Everyone was just a bit out of synch in our house yesterday, which was a dreadful pity because not only were my parents in town for a single day, but it was Canada Day and thus my annual July 1 concert. (Why do we call an event that happens every year ‘annual’, but a plant that comes back every year a ‘perennial’? Messed me up for years, that did. I was very confused by the plants classified as annual that died in the fall and that was it, the end. But I digress.)
There were some transport negotiations concerning baby and husband and wife and cello and stroller; in the end, because I had to be there so early I got a lift with my parents on their way to dinner. This was in the interest of giving HRH and Liam some extra time at home before they had to pack up and go, otherwise they would have been kicking around for two hours before the concert even began, and that on top of an hour and a half of music way past someone’s bedtime would have been asking too much. In the end I don’t know how much good it did, because Liam, who had been off his feed and naps and people all day, got sick at the concert and HRH ended up having to remove him from the environment to allow him to refocus and eventually fall asleep. I think things might have been different if Liam had agreed to nap in the afternoon, and if something hadn’t upset his stomach. HRH, who was in an odd mood all day, was particularly upset about not being able to enjoy the evening because he’d been looking forward to it so much. As it was, he had to take Liam out of the church almost as soon as things began because Liam was overwhelmed by the number of people and frustrated because he couldn’t see anything. They sat outside to listen and keep one another company until Liam’s tummy pushed him over the edge and they decamped to the car for cleanup, a bottle, and an escape to oblivion for the baby.
Anywhats, apart from the husband and son missing the last half of the concert we’d all been looking forward to, things went wonderfully well. The symphony selections were tight, the Broadway medleys had the two hundred people-plus audience applauding before we’d even finished playing the final notes, and the Orpheus overture programmed as the finale indeed garnered the Brahms Hungarian dance encore we’d prepared last rehearsal. My intonation was all over the place, I flubbed some different super-simple stuff while doing better at some of the tricky bits than I’d ever done before; there was some creative fingering done on the fly by many of us, as well as some imaginative counting during a couple of the Broadway pieces; but they loved us, and we had fun. It was an excellent example of the audience not seeing the metaphorical duct tape holding things together. Not that there was much duct tape this time around; everything was remarkably tight. The Beethoven certainly was more precise than we’d ever managed to make it in rehearsal, and it started the proceedings off rather nicely.

### Tasks and exercises
A. Reproduce the part of the Canada Day account that opens with the words "Everyone was just" and closes with "But I digress.)", substituting "performance" for "concert".
B. Copy out the entries from their start through the line containing "positive clicks: (35, 115)", leaving the pictures out of your answer.

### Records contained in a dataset
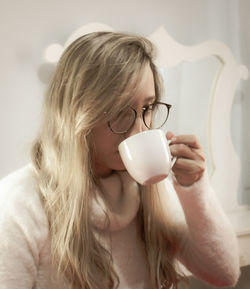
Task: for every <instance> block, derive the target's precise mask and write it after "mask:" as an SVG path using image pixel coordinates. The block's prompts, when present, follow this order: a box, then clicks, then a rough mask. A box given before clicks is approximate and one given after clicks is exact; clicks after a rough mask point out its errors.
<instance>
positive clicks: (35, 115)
mask: <svg viewBox="0 0 250 289" xmlns="http://www.w3.org/2000/svg"><path fill="white" fill-rule="evenodd" d="M249 11H250V1H249V0H219V1H218V0H189V1H187V0H175V1H173V0H136V1H135V0H126V1H122V0H121V1H119V0H103V1H101V0H100V1H97V0H91V1H84V0H35V1H34V0H11V1H7V0H6V1H4V0H0V36H1V46H0V47H1V48H0V49H1V53H0V177H2V176H4V175H6V174H8V173H9V172H11V171H12V170H14V169H16V168H18V167H21V166H22V165H24V164H25V163H27V162H28V161H29V148H30V144H31V142H32V140H33V138H34V136H35V134H36V131H37V128H38V126H39V121H40V116H41V115H40V111H41V103H42V98H43V92H44V89H45V87H44V86H43V85H42V84H41V83H40V81H39V80H38V77H37V70H38V68H39V66H40V65H41V63H42V62H43V59H42V55H43V50H44V48H45V47H47V46H48V45H49V44H51V43H53V42H57V43H61V44H63V43H64V42H65V40H66V39H67V37H68V36H69V34H71V33H72V31H74V30H75V29H77V28H78V27H80V26H82V25H83V24H85V23H88V22H102V23H105V24H107V25H110V26H112V27H114V28H115V29H116V30H120V31H127V32H135V33H140V34H142V35H145V36H147V35H149V34H150V33H152V32H153V31H154V30H155V29H156V28H157V27H158V26H159V25H164V26H165V28H166V29H167V31H168V32H169V33H170V35H172V36H173V37H174V38H175V39H176V40H177V41H179V42H181V43H183V44H186V45H189V44H190V45H191V44H196V43H199V42H201V41H204V40H207V39H217V40H220V41H223V42H225V43H226V44H227V45H228V46H229V47H230V48H231V49H232V51H233V53H234V55H235V56H236V58H237V60H238V61H239V62H242V63H244V64H246V65H248V67H250V35H249V26H250V20H249ZM249 92H250V85H249V82H247V83H246V84H244V86H242V88H240V92H239V93H238V96H237V98H236V101H235V107H234V109H233V120H232V124H233V131H234V135H233V137H234V142H235V145H236V146H237V150H238V151H239V153H240V155H241V157H242V160H243V174H242V189H244V190H245V192H247V190H249V187H250V181H249V179H250V173H249V171H250V150H249V147H250V132H249V123H250V122H249V111H250V110H249V108H250V97H249V94H250V93H249ZM237 130H238V131H239V132H238V133H236V131H237ZM241 199H245V200H247V199H248V201H249V203H250V198H248V197H247V195H245V197H241ZM244 288H245V287H244Z"/></svg>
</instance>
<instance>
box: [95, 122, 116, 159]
mask: <svg viewBox="0 0 250 289" xmlns="http://www.w3.org/2000/svg"><path fill="white" fill-rule="evenodd" d="M92 139H93V146H94V153H95V154H96V157H97V158H98V159H104V158H108V157H111V155H112V154H115V153H116V152H117V150H118V145H119V143H120V138H119V136H117V135H115V134H113V133H112V132H111V131H110V130H109V128H107V127H106V126H102V127H99V128H96V129H94V130H93V138H92Z"/></svg>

### Expected results
A.
Everyone was just a bit out of synch in our house yesterday, which was a dreadful pity because not only were my parents in town for a single day, but it was Canada Day and thus my annual July 1 performance. (Why do we call an event that happens every year ‘annual’, but a plant that comes back every year a ‘perennial’? Messed me up for years, that did. I was very confused by the plants classified as annual that died in the fall and that was it, the end. But I digress.)

B.
Task: for every <instance> block, derive the target's precise mask and write it after "mask:" as an SVG path using image pixel coordinates. The block's prompts, when present, follow this order: a box, then clicks, then a rough mask. A box given before clicks is approximate and one given after clicks is exact; clicks after a rough mask point out its errors.
<instance>
positive clicks: (35, 115)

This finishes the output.